● Aim
Pull out every line in the records below that contains the string "foliage", and copy each of those lines.

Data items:
----

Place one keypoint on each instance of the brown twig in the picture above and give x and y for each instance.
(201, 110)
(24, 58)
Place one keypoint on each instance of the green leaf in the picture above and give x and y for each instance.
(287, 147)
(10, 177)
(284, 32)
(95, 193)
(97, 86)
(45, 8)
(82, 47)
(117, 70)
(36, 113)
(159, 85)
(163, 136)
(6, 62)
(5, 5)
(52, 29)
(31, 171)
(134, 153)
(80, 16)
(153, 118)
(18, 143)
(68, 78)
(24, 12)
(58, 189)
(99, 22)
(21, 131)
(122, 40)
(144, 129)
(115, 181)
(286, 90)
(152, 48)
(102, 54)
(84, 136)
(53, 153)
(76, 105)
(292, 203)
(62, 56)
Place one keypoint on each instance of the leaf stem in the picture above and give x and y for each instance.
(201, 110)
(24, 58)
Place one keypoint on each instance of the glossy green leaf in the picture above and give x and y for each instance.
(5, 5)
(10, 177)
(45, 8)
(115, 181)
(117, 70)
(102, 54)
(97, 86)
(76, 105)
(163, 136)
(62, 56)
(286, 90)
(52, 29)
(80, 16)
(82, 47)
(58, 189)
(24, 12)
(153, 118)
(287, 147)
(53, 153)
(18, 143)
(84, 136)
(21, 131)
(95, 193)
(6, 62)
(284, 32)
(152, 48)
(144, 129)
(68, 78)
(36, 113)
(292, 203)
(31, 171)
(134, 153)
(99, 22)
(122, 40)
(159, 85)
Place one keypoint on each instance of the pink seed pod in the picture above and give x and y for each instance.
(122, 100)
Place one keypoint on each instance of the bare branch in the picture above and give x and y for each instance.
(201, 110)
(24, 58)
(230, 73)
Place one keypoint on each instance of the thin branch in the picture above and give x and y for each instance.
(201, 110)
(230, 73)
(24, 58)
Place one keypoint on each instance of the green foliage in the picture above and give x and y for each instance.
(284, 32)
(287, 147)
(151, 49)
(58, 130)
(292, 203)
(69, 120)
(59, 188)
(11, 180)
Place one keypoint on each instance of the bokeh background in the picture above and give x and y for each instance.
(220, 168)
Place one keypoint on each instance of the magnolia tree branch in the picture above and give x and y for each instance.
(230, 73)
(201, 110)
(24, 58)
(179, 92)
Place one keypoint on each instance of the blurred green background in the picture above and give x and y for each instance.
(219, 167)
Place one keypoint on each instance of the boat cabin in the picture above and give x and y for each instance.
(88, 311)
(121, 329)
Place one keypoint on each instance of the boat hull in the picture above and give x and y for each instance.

----

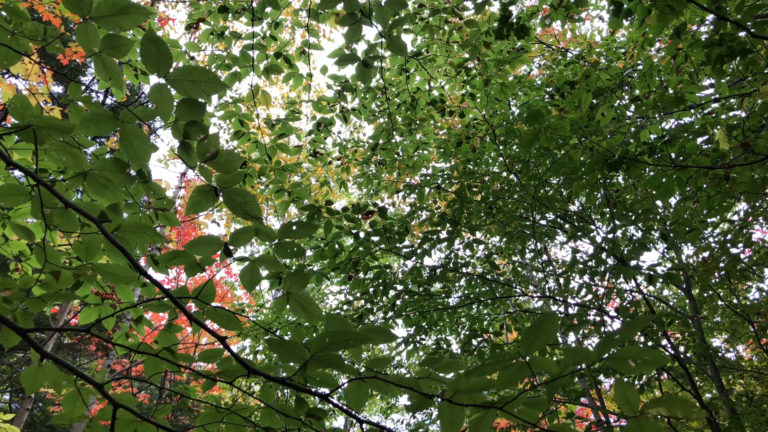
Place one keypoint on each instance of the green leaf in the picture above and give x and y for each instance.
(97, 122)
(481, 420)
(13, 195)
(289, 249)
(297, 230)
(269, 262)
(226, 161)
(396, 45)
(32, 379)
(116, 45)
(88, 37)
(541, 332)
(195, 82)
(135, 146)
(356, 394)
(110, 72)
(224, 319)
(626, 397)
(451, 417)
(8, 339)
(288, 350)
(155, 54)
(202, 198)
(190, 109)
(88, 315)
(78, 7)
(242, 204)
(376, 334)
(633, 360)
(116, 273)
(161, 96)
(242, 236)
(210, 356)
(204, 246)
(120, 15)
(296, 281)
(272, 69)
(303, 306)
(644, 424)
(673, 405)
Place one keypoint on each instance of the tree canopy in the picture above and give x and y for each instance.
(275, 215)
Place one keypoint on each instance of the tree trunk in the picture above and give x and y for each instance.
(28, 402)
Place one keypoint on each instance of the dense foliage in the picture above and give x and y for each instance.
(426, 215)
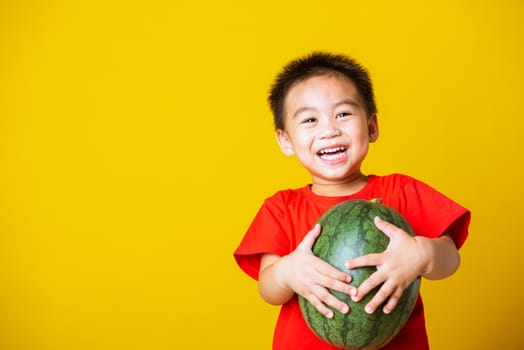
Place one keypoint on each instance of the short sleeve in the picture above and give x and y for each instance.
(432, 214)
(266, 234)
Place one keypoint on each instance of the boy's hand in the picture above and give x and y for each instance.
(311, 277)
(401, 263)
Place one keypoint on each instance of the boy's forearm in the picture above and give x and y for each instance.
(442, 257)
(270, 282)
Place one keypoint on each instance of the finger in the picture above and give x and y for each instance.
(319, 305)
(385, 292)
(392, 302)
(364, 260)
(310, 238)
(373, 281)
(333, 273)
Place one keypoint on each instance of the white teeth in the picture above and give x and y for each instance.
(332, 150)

----

● Correct response
Place one keypoint on each instance of the green foliage in the picture above and give x and y for each instance.
Place one keypoint on each instance of the dense foliage in the picture above and give x and y for each instance.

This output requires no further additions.